● **Problem statement**: Each record that follows should be reproduced in full, character for character.

● **Source material**:
[Start of Attachment]

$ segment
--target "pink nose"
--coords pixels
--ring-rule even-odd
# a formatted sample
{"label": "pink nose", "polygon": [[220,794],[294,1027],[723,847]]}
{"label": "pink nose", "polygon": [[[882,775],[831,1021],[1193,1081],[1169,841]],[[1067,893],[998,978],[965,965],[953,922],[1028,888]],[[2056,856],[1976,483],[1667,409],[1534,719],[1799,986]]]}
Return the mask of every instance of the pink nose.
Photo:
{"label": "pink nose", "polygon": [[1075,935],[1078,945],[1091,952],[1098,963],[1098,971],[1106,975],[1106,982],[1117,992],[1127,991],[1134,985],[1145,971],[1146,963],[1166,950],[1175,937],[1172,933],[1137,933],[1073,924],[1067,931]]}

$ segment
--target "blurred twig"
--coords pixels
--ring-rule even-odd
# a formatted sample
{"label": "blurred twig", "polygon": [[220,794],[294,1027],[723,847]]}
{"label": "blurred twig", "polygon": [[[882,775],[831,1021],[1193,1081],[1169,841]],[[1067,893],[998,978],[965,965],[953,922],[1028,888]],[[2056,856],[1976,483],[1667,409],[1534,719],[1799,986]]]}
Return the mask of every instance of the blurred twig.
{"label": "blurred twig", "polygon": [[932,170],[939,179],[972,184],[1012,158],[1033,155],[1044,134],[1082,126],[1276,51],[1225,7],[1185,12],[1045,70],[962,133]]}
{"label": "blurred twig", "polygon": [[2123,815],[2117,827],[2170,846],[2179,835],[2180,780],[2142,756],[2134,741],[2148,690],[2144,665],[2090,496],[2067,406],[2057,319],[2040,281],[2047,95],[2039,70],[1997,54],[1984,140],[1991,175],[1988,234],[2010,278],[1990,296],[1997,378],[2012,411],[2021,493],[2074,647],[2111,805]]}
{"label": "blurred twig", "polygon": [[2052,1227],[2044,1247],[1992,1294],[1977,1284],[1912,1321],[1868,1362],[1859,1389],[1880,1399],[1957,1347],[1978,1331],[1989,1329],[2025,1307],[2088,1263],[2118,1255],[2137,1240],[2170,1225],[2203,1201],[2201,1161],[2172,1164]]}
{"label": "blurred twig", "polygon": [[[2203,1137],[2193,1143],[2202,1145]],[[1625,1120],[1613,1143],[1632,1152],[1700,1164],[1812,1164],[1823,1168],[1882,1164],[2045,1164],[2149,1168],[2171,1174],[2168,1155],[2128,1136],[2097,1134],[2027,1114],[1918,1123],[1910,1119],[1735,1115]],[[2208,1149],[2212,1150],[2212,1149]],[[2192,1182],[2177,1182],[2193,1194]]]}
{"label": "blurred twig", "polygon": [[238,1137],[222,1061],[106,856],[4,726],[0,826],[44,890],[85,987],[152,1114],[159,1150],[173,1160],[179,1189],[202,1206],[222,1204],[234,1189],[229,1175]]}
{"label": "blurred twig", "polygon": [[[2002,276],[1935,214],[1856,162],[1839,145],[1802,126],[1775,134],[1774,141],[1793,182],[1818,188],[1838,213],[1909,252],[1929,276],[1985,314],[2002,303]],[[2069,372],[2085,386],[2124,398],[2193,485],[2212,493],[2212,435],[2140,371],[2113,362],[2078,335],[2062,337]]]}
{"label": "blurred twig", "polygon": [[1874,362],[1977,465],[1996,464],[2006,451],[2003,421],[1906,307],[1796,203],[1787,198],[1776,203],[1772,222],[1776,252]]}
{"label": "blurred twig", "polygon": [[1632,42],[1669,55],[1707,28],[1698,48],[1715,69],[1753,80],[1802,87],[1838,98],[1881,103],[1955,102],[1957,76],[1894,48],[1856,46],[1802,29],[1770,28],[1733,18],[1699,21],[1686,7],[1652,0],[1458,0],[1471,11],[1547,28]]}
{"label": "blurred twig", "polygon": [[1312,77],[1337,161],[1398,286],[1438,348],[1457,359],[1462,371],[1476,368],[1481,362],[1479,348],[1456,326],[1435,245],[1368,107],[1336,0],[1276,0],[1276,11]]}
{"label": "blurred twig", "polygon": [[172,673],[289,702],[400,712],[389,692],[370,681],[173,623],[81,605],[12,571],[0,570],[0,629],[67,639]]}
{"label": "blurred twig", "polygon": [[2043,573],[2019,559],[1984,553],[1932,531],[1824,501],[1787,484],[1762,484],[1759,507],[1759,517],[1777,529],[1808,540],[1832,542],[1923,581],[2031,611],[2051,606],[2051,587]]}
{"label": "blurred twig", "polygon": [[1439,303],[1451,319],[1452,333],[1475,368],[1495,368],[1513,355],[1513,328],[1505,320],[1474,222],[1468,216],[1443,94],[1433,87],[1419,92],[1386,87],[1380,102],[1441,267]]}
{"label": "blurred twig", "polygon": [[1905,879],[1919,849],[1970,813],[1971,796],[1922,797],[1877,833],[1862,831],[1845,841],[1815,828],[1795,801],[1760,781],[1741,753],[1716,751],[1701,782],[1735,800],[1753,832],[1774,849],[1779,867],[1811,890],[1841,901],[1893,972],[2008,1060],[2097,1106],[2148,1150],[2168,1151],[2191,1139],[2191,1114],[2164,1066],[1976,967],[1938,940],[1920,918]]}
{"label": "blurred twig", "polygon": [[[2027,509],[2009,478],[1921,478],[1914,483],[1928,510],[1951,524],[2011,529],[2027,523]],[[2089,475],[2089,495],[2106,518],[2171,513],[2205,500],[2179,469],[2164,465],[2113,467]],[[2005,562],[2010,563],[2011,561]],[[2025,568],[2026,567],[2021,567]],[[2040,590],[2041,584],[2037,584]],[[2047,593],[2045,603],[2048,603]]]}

[End of Attachment]

● **Answer to the exercise**:
$ segment
--target "pink nose"
--coords pixels
--ring-rule even-odd
# a formatted sample
{"label": "pink nose", "polygon": [[220,794],[294,1027],[723,847]]}
{"label": "pink nose", "polygon": [[[882,775],[831,1021],[1193,1081],[1169,841]],[[1067,893],[998,978],[965,965],[953,922],[1028,888]],[[2056,856],[1976,483],[1667,409],[1534,719],[1799,986]]]}
Return the mask of every instance of the pink nose.
Photo:
{"label": "pink nose", "polygon": [[1075,935],[1078,945],[1091,952],[1098,963],[1098,971],[1106,975],[1106,982],[1117,992],[1127,991],[1134,985],[1145,971],[1146,963],[1166,950],[1175,937],[1172,933],[1137,933],[1073,924],[1067,931]]}

$ segment
--target "blurred twig"
--coords pixels
--ring-rule even-odd
# a formatted sample
{"label": "blurred twig", "polygon": [[220,794],[294,1027],[723,847]]}
{"label": "blurred twig", "polygon": [[[882,775],[831,1021],[1193,1081],[1169,841]],[[1067,893],[998,978],[965,965],[953,922],[1028,888]],[[2056,856],[1976,483],[1667,409],[1534,719],[1799,986]]]}
Return the mask of every instance of the blurred twig.
{"label": "blurred twig", "polygon": [[932,170],[939,179],[972,184],[1012,158],[1033,155],[1044,134],[1082,126],[1276,51],[1225,7],[1185,12],[1045,70],[962,133]]}
{"label": "blurred twig", "polygon": [[2123,815],[2117,827],[2170,846],[2179,835],[2180,780],[2142,756],[2134,741],[2148,690],[2144,665],[2090,496],[2067,406],[2057,319],[2040,281],[2047,95],[2039,70],[1997,54],[1984,140],[1991,175],[1988,234],[2010,278],[1990,296],[1997,378],[2012,411],[2021,493],[2074,647],[2111,805]]}
{"label": "blurred twig", "polygon": [[2052,1227],[2044,1247],[1992,1294],[1977,1284],[1912,1321],[1868,1362],[1859,1389],[1880,1399],[1957,1347],[1978,1331],[1989,1329],[2025,1307],[2088,1263],[2118,1255],[2137,1240],[2170,1225],[2203,1201],[2201,1161],[2172,1164]]}
{"label": "blurred twig", "polygon": [[[2203,1137],[2193,1143],[2202,1145]],[[1625,1120],[1613,1143],[1632,1152],[1700,1164],[1812,1164],[1823,1168],[1882,1164],[2045,1164],[2149,1168],[2171,1174],[2168,1155],[2128,1136],[2097,1134],[2027,1114],[1918,1123],[1910,1119],[1735,1115]],[[2208,1149],[2212,1150],[2212,1149]],[[2192,1182],[2177,1182],[2193,1194]]]}
{"label": "blurred twig", "polygon": [[238,1137],[222,1061],[106,856],[4,726],[0,826],[44,890],[85,987],[152,1114],[159,1150],[173,1160],[179,1189],[202,1206],[222,1204],[234,1189],[229,1175]]}
{"label": "blurred twig", "polygon": [[[2002,276],[1935,214],[1856,162],[1839,145],[1802,126],[1775,134],[1774,141],[1793,182],[1818,188],[1838,213],[1909,252],[1929,276],[1985,314],[2002,303]],[[2069,372],[2085,386],[2124,398],[2193,485],[2212,493],[2212,435],[2140,371],[2113,362],[2078,335],[2062,337]]]}
{"label": "blurred twig", "polygon": [[1874,362],[1977,465],[1996,464],[2006,451],[2003,421],[1906,307],[1796,203],[1787,198],[1776,203],[1772,222],[1776,252]]}
{"label": "blurred twig", "polygon": [[1632,42],[1669,55],[1707,28],[1698,48],[1715,69],[1753,80],[1802,87],[1838,98],[1881,103],[1955,102],[1957,76],[1894,48],[1856,46],[1802,29],[1770,28],[1733,18],[1699,21],[1686,7],[1652,0],[1458,0],[1471,11],[1547,28]]}
{"label": "blurred twig", "polygon": [[1312,77],[1337,161],[1398,286],[1438,348],[1457,359],[1462,371],[1476,368],[1481,362],[1479,348],[1456,326],[1435,245],[1368,107],[1336,0],[1276,0],[1276,11]]}
{"label": "blurred twig", "polygon": [[172,673],[289,702],[400,712],[389,692],[370,681],[173,623],[81,605],[12,571],[0,570],[0,629],[67,639]]}
{"label": "blurred twig", "polygon": [[2043,573],[2019,559],[1984,553],[1932,531],[1824,501],[1787,484],[1762,484],[1759,507],[1759,517],[1777,529],[1808,540],[1832,542],[1923,581],[2031,611],[2051,606],[2051,587]]}
{"label": "blurred twig", "polygon": [[1439,303],[1451,319],[1452,333],[1475,368],[1495,368],[1513,355],[1513,328],[1505,320],[1474,222],[1468,216],[1443,94],[1433,87],[1419,92],[1386,87],[1380,102],[1441,267]]}
{"label": "blurred twig", "polygon": [[1905,879],[1919,849],[1970,813],[1971,796],[1922,797],[1877,833],[1862,831],[1845,841],[1815,828],[1795,801],[1760,781],[1741,753],[1716,751],[1701,782],[1735,800],[1753,832],[1774,849],[1779,867],[1811,890],[1841,901],[1893,972],[2008,1060],[2097,1106],[2148,1150],[2168,1151],[2191,1139],[2191,1114],[2164,1066],[1976,967],[1938,940],[1920,918]]}
{"label": "blurred twig", "polygon": [[[2027,509],[2009,478],[1921,478],[1914,483],[1928,510],[1951,524],[2011,529],[2027,523]],[[2089,475],[2089,495],[2106,518],[2171,513],[2205,500],[2179,469],[2164,465],[2113,467]],[[2005,562],[2010,563],[2011,561]],[[2025,568],[2026,567],[2021,567]],[[2040,590],[2041,584],[2037,584]],[[2047,593],[2045,603],[2048,603]]]}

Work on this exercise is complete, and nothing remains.